[Excerpts from a dataset]
++++++++

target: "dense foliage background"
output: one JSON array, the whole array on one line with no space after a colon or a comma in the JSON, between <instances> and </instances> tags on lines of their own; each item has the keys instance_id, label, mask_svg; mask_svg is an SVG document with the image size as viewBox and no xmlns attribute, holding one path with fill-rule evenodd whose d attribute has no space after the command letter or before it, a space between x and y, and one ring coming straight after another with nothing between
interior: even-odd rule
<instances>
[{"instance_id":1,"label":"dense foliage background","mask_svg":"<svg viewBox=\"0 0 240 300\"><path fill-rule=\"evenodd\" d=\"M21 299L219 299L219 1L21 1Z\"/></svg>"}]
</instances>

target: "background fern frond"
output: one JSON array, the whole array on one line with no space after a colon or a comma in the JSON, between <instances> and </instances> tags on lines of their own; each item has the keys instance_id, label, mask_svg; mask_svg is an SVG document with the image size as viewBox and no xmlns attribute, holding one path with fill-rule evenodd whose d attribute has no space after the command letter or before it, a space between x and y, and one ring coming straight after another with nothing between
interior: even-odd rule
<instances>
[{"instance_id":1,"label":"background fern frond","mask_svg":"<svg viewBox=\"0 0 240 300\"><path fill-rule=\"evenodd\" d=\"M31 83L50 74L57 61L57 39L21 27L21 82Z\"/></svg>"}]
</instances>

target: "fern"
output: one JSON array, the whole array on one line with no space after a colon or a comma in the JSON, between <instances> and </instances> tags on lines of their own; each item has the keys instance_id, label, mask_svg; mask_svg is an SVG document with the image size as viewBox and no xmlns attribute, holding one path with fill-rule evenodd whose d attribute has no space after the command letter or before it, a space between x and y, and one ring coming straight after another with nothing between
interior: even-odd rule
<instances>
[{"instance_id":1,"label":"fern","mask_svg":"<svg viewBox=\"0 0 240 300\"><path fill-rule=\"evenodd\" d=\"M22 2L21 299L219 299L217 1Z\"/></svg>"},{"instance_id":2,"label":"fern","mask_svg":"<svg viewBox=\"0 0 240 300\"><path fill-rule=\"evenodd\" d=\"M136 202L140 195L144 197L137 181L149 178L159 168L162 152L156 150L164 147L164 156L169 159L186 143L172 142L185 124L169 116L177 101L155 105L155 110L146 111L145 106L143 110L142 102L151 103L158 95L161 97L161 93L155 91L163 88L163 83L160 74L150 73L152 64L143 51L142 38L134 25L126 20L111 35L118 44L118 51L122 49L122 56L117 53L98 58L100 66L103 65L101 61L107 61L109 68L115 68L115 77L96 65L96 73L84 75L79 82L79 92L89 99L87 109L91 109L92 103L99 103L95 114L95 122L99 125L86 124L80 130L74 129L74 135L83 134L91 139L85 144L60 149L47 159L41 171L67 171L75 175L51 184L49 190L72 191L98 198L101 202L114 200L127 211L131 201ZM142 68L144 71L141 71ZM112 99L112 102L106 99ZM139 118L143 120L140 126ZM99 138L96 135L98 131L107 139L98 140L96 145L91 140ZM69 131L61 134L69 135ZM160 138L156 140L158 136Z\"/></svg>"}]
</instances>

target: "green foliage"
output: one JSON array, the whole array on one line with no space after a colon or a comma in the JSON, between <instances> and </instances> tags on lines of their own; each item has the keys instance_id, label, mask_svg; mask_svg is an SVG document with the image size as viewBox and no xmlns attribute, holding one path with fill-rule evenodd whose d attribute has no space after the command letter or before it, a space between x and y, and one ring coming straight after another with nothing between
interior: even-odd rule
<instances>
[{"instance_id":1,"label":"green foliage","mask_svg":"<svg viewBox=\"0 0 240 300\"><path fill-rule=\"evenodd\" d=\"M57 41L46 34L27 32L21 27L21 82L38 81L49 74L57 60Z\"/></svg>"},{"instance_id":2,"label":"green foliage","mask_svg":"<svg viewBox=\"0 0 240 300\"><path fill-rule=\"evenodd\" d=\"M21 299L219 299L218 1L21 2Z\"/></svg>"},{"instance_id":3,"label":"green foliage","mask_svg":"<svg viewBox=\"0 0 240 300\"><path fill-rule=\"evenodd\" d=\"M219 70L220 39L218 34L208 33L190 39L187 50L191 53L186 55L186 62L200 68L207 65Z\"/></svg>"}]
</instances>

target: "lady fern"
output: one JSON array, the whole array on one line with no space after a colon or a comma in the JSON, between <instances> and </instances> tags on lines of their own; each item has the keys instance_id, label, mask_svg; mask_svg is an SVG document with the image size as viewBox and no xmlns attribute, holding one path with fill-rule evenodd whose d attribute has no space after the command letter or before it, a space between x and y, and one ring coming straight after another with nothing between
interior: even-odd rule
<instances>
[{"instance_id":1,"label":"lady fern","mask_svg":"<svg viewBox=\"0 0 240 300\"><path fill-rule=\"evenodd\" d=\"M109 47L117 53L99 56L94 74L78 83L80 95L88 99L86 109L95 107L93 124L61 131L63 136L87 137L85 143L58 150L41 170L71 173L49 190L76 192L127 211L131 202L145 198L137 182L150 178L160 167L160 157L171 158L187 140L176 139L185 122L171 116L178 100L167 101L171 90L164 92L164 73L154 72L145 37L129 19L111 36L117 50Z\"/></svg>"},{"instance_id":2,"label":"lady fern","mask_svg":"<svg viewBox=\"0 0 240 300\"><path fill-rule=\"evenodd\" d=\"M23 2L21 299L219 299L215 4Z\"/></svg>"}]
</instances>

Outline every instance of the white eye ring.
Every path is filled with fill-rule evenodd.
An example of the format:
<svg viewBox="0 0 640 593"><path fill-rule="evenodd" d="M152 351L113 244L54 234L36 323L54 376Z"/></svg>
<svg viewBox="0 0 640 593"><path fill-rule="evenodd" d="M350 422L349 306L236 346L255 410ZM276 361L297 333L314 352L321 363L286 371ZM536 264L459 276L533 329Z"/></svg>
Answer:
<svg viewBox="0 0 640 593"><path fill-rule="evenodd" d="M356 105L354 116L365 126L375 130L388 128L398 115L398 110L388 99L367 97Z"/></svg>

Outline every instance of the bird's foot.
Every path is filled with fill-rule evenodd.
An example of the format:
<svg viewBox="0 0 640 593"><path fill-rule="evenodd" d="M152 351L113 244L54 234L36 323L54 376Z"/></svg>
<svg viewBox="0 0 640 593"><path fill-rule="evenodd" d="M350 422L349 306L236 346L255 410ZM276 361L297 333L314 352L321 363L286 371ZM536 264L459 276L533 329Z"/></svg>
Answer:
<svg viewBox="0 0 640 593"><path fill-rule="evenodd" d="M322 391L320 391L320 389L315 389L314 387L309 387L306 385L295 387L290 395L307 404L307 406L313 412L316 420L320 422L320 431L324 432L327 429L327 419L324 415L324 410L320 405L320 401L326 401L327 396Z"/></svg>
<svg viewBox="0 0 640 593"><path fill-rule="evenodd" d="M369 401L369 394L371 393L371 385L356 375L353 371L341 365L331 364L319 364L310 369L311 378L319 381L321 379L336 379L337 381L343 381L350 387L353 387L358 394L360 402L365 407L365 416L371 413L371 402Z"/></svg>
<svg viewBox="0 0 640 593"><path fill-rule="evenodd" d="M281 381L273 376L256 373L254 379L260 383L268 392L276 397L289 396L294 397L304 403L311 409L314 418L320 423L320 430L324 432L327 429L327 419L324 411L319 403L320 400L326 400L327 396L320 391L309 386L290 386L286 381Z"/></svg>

++++++++

* _Brief_:
Repeat all the lines above, keeping them exactly as they are.

* _Result below_:
target: "dense foliage background"
output: one JSON array, the whole array on one line with no space after a colon or a comma in the JSON, between <instances> and </instances> tags on lines of their own; each item has the keys instance_id, label, mask_svg; mask_svg is an SVG document with the image size as viewBox and no xmlns attribute, holding one path with fill-rule evenodd whose d attribute has no space after the command letter or before it, a space between x and y, and one ring coming straight after another with nothing between
interior: even-odd rule
<instances>
[{"instance_id":1,"label":"dense foliage background","mask_svg":"<svg viewBox=\"0 0 240 300\"><path fill-rule=\"evenodd\" d=\"M21 299L219 299L219 1L21 1Z\"/></svg>"}]
</instances>

target: "background fern frond"
output: one JSON array, the whole array on one line with no space after a colon or a comma in the JSON, between <instances> and </instances> tags on lines of their own; each item has the keys instance_id, label, mask_svg; mask_svg is an SVG document with the image size as viewBox and no xmlns attribute, holding one path with fill-rule evenodd whose d attribute has no space after the command letter or before it, a space between x and y, and one ring coming straight after another with nothing between
interior: even-odd rule
<instances>
[{"instance_id":1,"label":"background fern frond","mask_svg":"<svg viewBox=\"0 0 240 300\"><path fill-rule=\"evenodd\" d=\"M31 83L50 74L57 61L57 39L21 27L21 82Z\"/></svg>"}]
</instances>

target: "fern"
output: one JSON array, the whole array on one line with no space after a colon or a comma in the JSON, between <instances> and </instances> tags on lines of their own; each item has the keys instance_id, label, mask_svg; mask_svg is an SVG document with the image size as viewBox and no xmlns attribute, holding one path with fill-rule evenodd whose d attribute has no space after the command letter or before it, a space between x and y, and one ring coming straight after another with nothing between
interior: even-odd rule
<instances>
[{"instance_id":1,"label":"fern","mask_svg":"<svg viewBox=\"0 0 240 300\"><path fill-rule=\"evenodd\" d=\"M22 2L21 299L219 299L217 1Z\"/></svg>"},{"instance_id":2,"label":"fern","mask_svg":"<svg viewBox=\"0 0 240 300\"><path fill-rule=\"evenodd\" d=\"M136 202L140 195L144 197L137 181L149 178L159 168L162 152L156 150L164 147L164 156L169 159L186 143L172 142L185 124L169 116L177 101L155 105L155 110L146 111L145 106L143 110L142 102L151 103L158 95L161 97L161 93L155 91L163 88L163 83L160 74L150 73L152 64L143 51L142 38L134 25L126 20L111 35L118 44L118 51L122 49L122 56L117 53L98 58L100 66L103 65L101 61L107 61L109 68L115 68L115 77L96 65L96 73L84 75L79 82L79 92L89 99L87 109L91 109L92 103L99 103L95 114L95 122L99 125L86 124L80 130L74 129L74 135L83 134L91 139L85 144L60 149L47 159L41 171L67 171L75 175L51 184L49 190L72 191L98 198L101 202L114 200L127 211L131 201ZM142 68L144 71L141 71ZM112 99L112 102L106 99ZM139 118L143 120L140 126ZM99 138L96 135L98 131L107 139L98 140L96 145L91 140ZM69 131L61 134L69 135ZM160 138L156 140L158 136Z\"/></svg>"}]
</instances>

target: "green foliage"
output: one JSON array, the whole array on one line with no space after a colon or a comma in the JSON, between <instances> and </instances> tags on lines of their own; each item has the keys instance_id, label, mask_svg; mask_svg is an SVG document with the image size as viewBox and no xmlns attribute, holding one path with fill-rule evenodd whose d attribute has no space after the command letter or before it, a space between x and y, and one ring coming straight after another with nothing between
interior: even-odd rule
<instances>
[{"instance_id":1,"label":"green foliage","mask_svg":"<svg viewBox=\"0 0 240 300\"><path fill-rule=\"evenodd\" d=\"M57 41L46 34L27 32L21 27L21 82L38 81L49 74L57 60Z\"/></svg>"},{"instance_id":2,"label":"green foliage","mask_svg":"<svg viewBox=\"0 0 240 300\"><path fill-rule=\"evenodd\" d=\"M21 299L219 299L218 1L21 2Z\"/></svg>"},{"instance_id":3,"label":"green foliage","mask_svg":"<svg viewBox=\"0 0 240 300\"><path fill-rule=\"evenodd\" d=\"M219 70L220 39L218 34L208 33L190 39L187 50L191 53L186 55L186 62L200 68L207 65Z\"/></svg>"}]
</instances>

target: "lady fern"
output: one JSON array, the whole array on one line with no space after a colon or a comma in the JSON, between <instances> and </instances> tags on lines of their own; each item has the keys instance_id, label, mask_svg; mask_svg is an SVG document with the image size as viewBox and no xmlns attribute, holding one path with fill-rule evenodd whose d attribute has no space after the command letter or before it, a space between x and y, and one ring coming straight after another with nothing between
interior: even-odd rule
<instances>
[{"instance_id":1,"label":"lady fern","mask_svg":"<svg viewBox=\"0 0 240 300\"><path fill-rule=\"evenodd\" d=\"M109 47L117 53L99 56L94 74L78 83L80 95L88 99L86 109L95 107L93 124L61 131L63 136L87 137L85 143L58 150L41 170L71 173L49 190L76 192L127 211L131 202L145 198L137 182L150 178L160 167L160 157L171 158L187 140L176 139L185 122L171 116L178 100L167 101L171 90L164 92L164 73L154 72L145 37L129 19L111 36L117 50Z\"/></svg>"},{"instance_id":2,"label":"lady fern","mask_svg":"<svg viewBox=\"0 0 240 300\"><path fill-rule=\"evenodd\" d=\"M23 2L21 299L219 299L215 4Z\"/></svg>"}]
</instances>

Outline every instance of the white eye ring.
Every path is filled with fill-rule evenodd.
An example of the format:
<svg viewBox="0 0 640 593"><path fill-rule="evenodd" d="M152 351L113 244L54 234L36 323L54 376Z"/></svg>
<svg viewBox="0 0 640 593"><path fill-rule="evenodd" d="M350 422L349 306L236 346L255 410ZM276 361L297 333L314 352L321 363L286 371ZM536 264L459 276L533 329Z"/></svg>
Answer:
<svg viewBox="0 0 640 593"><path fill-rule="evenodd" d="M356 105L354 116L365 126L375 130L388 128L398 115L398 110L388 99L367 97Z"/></svg>

Outline every instance of the bird's foot.
Every path is filled with fill-rule evenodd.
An example of the format:
<svg viewBox="0 0 640 593"><path fill-rule="evenodd" d="M152 351L113 244L54 234L36 323L54 376Z"/></svg>
<svg viewBox="0 0 640 593"><path fill-rule="evenodd" d="M350 422L349 306L236 346L255 410ZM276 361L297 333L314 352L321 363L286 371ZM536 264L459 276L533 329Z"/></svg>
Answer:
<svg viewBox="0 0 640 593"><path fill-rule="evenodd" d="M322 391L320 391L320 389L315 389L314 387L309 387L306 385L295 387L290 395L307 404L307 406L313 412L316 420L320 422L320 431L324 432L327 429L327 419L324 415L324 410L320 405L320 401L326 401L327 396Z"/></svg>
<svg viewBox="0 0 640 593"><path fill-rule="evenodd" d="M369 401L369 394L371 393L371 385L356 375L353 371L341 365L331 364L319 364L310 369L311 378L319 381L321 379L336 379L337 381L343 381L350 387L353 387L358 394L360 402L365 407L365 416L371 413L371 402Z"/></svg>
<svg viewBox="0 0 640 593"><path fill-rule="evenodd" d="M281 381L273 376L256 373L254 379L260 383L268 392L276 397L289 396L294 397L304 403L311 409L314 418L320 423L320 430L324 432L327 429L327 419L324 411L319 403L320 400L326 400L327 396L320 391L309 386L290 386L286 381Z"/></svg>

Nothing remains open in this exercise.